Set tasks
**a.** According to the DAMOS cover letter, what three ranges make up the target access pattern?
**b.** Reproduce the stretch of the DAMOS cover letter from "The basic way" through "a simple task.".

═════ Source passage ═════

[0/9] mm/damon: let users feed and tame/auto-tune DAMOS

Message ID 20231130023652.50284-1-sj@kernel.org
Headers
Series mm/damon: let users feed and tame/auto-tune DAMOS |

Message

SeongJae Park Nov. 30, 2023, 2:36 a.m. UTC
  Introduce Aim-oriented Feedback-driven DAMOS Aggressiveness Auto-tuning.
It makes DAMOS self-tuned with periodic simple user feedback.

Patchset Changelog
==================

From RFC
(https://lore.kernel.org/damon/20231112194607.61399-1-sj@kernel.org/)
- Wordsmith commit messages and cover letter

Background: DAMOS Control Difficulty
====================================

DAMOS helps users easily implement access pattern aware system
operations.  However, controlling DAMOS in the wild is not that easy.

The basic way for DAMOS control is specifying the target access pattern.
In this approach, the user is assumed to well understand the access
pattern and the characteristics of the system and the workloads.  Though
there are useful tools for that, it takes time and effort depending on
the complexity and the dynamicity of the system and the workloads.
After all, the access pattern consists of three ranges, namely the size,
the access rate, and the age of the regions.  It means users need to
tune six parameters, which is anyway not a simple task.

One of the worst cases would be DAMOS being too aggressive like a
berserker, and therefore consuming too much system resource and making
unwanted radical system operations.  To let users avoid such cases,
DAMOS allows users to set the upper-limit of the schemes'
aggressiveness, namely DAMOS quota.  DAMOS further provides its
best-effort under the limit by prioritizing regions based on the access
pattern of the regions.  For example, users can ask DAMOS to page out up
to 100 MiB of memory regions per second.  Then DAMOS pages out regions
that are not accessed for a longer time (colder) first under the limit.
This allows users to set the target access pattern a bit naive with
wider ranges, and focus on tuning only one parameter, the quota.  In
other words, the number of parameters to tune can be reduced from six to
one.

Still, however, the optimum value for the quota depends on the system
and the workloads' characteristics, so not that simple.  The number of
parameters to tune can also increase again if the user needs to run
multiple schemes.

Aim-oriented Feedback-driven DAMOS Aggressiveness Auto Tuning
=============================================================

Users would use DAMOS since they want to achieve something with it.
They will likely have measurable metrics representing the achievement
and the target number of the metric like SLO, and continuously measure
that anyway.  While the additional cost of getting the information is
nearly zero, it could be useful for DAMOS to understand how appropriate
its current aggressiveness is set, and adjust it on its own to make the
metric value more close to the target.

═════ Supplied data ═════

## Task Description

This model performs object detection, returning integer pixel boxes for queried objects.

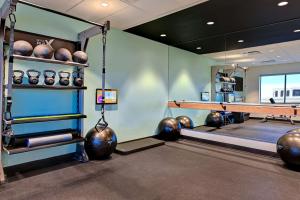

═════

Responses to the exercise
**a.** The size, the access rate, and the age of the regions.

**b.**
The basic way for DAMOS control is specifying the target access pattern.
In this approach, the user is assumed to well understand the access
pattern and the characteristics of the system and the workloads.  Though
there are useful tools for that, it takes time and effort depending on
the complexity and the dynamicity of the system and the workloads.
After all, the access pattern consists of three ranges, namely the size,
the access rate, and the age of the regions.  It means users need to
tune six parameters, which is anyway not a simple task.